How to complete this task: Copy exactly. Begin with the line that contains "Run detection for white flower" and stop after the last line of the records.
(Listed entries Opens)
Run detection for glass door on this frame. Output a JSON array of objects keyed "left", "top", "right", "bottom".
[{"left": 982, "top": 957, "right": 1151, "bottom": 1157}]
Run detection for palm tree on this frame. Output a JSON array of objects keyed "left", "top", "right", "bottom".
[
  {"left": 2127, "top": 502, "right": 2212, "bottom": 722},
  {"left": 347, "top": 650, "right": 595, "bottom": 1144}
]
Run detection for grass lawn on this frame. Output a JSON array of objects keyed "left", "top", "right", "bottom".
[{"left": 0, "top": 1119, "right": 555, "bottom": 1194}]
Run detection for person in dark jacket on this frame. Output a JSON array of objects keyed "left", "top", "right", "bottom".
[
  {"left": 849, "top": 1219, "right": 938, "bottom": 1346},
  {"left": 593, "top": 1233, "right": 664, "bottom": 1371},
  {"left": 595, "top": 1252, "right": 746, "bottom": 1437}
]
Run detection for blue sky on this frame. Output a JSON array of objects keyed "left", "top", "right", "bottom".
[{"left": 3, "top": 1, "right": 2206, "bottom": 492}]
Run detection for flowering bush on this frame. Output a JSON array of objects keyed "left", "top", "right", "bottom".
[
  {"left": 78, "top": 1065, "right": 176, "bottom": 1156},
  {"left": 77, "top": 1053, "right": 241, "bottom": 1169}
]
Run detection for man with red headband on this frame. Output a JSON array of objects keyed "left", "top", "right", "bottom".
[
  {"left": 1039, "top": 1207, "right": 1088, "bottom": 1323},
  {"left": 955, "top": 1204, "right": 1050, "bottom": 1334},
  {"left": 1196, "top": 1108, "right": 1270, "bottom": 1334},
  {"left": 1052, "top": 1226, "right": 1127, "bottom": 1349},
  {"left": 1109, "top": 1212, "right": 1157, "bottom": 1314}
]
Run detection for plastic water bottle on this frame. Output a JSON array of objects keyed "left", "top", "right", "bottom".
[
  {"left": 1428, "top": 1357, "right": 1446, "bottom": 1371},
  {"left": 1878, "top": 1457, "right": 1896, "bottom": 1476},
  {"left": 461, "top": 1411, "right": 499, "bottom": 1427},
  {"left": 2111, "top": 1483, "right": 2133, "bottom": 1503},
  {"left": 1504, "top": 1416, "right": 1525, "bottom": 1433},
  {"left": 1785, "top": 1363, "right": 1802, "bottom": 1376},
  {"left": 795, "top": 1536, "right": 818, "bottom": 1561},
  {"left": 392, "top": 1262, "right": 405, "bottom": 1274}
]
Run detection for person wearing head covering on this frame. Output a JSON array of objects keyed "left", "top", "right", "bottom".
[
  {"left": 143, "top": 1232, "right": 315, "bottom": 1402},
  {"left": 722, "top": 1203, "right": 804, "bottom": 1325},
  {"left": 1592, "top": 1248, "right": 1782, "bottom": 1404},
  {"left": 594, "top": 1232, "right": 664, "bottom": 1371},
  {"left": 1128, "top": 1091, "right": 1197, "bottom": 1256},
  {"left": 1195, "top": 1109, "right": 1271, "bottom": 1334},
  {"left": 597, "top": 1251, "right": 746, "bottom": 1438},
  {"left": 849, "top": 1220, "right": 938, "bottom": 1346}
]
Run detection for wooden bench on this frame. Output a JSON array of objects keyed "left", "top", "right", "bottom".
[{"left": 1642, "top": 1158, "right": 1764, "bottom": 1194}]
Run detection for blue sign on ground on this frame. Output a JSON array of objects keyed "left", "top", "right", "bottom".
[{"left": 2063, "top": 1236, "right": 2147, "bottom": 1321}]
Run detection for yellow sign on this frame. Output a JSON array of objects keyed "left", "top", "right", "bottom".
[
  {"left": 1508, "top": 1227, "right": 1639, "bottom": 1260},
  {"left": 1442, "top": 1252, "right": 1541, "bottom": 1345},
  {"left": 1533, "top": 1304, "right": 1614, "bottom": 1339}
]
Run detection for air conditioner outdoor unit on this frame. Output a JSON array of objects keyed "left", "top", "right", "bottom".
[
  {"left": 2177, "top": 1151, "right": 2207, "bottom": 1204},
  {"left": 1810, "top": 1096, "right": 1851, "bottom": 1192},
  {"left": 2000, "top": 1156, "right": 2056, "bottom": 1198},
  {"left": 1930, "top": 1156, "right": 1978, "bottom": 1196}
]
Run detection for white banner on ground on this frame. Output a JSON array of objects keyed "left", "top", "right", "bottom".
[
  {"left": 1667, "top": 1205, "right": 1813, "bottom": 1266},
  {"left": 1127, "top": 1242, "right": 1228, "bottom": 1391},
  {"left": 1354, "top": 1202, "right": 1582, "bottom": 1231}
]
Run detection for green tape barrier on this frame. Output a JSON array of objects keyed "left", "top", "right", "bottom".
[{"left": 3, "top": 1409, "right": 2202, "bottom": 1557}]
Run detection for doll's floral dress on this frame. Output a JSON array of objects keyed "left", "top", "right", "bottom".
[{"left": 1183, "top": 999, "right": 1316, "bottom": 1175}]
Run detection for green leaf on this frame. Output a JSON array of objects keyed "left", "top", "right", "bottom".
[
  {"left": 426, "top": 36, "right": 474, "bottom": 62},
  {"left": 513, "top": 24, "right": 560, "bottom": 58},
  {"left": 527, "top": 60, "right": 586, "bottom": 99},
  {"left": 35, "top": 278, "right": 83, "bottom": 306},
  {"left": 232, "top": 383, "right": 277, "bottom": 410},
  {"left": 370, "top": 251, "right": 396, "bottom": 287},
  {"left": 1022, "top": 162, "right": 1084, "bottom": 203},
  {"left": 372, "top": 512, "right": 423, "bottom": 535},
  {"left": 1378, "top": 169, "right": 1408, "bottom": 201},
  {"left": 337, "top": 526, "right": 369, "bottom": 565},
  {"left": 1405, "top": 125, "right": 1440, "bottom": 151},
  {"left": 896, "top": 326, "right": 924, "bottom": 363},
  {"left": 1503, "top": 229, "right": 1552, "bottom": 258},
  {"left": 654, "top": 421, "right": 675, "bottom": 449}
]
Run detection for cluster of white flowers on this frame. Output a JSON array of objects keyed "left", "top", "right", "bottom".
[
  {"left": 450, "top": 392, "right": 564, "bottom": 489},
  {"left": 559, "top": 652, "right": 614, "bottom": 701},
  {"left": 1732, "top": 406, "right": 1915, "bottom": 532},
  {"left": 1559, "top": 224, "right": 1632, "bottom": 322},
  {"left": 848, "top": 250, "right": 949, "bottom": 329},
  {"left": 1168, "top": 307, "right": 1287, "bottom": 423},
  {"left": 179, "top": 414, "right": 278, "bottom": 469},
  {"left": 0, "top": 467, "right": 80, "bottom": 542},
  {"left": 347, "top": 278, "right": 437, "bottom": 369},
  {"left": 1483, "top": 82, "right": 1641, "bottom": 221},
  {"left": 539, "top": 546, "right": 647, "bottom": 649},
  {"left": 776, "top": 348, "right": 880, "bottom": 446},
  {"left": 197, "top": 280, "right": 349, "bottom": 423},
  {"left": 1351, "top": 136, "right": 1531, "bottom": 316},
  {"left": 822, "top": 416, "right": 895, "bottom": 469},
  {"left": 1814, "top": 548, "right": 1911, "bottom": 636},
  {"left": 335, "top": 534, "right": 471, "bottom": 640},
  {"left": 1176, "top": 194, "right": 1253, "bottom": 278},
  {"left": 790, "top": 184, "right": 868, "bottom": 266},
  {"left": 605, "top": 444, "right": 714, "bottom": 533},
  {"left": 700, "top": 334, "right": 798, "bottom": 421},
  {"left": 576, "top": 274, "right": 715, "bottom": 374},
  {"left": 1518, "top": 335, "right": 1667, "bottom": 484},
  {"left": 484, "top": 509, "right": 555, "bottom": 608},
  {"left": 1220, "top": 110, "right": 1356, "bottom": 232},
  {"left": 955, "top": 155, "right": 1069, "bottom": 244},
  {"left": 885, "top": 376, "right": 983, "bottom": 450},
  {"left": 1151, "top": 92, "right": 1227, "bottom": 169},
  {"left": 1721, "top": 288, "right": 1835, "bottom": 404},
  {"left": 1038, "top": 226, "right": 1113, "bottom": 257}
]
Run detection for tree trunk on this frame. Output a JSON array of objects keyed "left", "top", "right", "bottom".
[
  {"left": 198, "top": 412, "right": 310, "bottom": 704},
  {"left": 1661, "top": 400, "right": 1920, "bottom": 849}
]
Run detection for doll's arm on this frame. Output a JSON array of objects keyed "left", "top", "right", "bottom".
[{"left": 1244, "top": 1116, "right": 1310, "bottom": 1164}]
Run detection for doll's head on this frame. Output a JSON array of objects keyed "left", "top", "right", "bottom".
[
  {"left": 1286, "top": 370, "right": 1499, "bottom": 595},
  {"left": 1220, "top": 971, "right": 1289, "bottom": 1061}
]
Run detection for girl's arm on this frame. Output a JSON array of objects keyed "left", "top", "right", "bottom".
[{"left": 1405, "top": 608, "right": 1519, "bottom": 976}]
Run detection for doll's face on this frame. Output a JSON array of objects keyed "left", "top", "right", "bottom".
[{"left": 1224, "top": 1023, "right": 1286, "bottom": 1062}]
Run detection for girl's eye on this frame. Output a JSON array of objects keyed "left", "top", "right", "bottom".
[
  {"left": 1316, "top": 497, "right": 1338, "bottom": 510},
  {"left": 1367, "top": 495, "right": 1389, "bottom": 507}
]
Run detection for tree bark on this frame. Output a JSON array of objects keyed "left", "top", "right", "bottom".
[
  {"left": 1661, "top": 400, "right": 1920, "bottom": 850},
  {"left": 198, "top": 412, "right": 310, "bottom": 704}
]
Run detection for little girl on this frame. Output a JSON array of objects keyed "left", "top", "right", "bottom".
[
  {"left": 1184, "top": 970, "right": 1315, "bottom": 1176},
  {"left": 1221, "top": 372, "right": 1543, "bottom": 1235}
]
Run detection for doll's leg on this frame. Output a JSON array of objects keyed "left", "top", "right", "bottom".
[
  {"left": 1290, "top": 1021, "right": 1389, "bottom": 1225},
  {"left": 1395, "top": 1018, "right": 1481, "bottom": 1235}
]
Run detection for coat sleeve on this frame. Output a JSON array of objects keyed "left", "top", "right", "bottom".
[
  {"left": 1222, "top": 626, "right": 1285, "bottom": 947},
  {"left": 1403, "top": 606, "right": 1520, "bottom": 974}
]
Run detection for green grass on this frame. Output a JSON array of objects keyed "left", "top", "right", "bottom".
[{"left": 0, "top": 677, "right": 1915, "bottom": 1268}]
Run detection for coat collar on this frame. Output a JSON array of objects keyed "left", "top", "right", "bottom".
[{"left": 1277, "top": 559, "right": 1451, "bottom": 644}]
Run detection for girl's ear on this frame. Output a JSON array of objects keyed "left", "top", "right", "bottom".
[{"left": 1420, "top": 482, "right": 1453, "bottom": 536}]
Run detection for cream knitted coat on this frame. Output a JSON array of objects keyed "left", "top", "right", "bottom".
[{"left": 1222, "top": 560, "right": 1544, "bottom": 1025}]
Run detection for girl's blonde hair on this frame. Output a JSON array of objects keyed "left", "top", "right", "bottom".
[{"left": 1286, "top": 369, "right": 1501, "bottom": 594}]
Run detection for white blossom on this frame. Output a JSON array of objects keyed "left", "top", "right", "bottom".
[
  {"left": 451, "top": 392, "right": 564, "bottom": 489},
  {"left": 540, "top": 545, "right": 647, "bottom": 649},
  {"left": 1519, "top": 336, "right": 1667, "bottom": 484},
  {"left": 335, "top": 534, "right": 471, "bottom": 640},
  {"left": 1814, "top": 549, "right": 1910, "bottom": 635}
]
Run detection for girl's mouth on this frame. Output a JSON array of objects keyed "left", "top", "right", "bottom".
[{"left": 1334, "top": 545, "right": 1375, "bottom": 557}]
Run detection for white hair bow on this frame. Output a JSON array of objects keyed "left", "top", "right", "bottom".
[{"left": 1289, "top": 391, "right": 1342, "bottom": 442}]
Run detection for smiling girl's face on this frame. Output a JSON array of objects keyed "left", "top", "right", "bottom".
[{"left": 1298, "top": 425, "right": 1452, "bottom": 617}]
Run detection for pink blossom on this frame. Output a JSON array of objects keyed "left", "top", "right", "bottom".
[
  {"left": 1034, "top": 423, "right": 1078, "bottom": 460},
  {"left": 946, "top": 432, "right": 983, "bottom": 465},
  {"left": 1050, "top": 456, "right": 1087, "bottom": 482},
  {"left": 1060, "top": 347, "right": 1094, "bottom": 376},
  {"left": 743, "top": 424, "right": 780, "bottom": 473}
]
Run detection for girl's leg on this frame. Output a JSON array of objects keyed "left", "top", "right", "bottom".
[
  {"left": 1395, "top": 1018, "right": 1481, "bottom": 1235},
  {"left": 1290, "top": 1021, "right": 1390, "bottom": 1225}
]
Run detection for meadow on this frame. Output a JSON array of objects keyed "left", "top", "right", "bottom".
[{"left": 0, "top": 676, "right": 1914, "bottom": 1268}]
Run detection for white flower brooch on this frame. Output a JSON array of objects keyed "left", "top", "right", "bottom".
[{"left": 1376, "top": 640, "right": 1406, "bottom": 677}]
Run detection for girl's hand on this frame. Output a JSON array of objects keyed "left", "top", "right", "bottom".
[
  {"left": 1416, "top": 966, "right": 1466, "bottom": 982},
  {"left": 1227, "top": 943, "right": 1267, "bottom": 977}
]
(Listed entries Closes)
Finished task:
Run detection for white flower brooch on this frame. Output a JSON array of objects keyed "left", "top", "right", "bottom".
[{"left": 1376, "top": 640, "right": 1406, "bottom": 677}]
Run detection for girl's hand on this frame. Output a JSON array of objects keyed "left", "top", "right", "bottom".
[
  {"left": 1416, "top": 966, "right": 1466, "bottom": 982},
  {"left": 1227, "top": 943, "right": 1267, "bottom": 977}
]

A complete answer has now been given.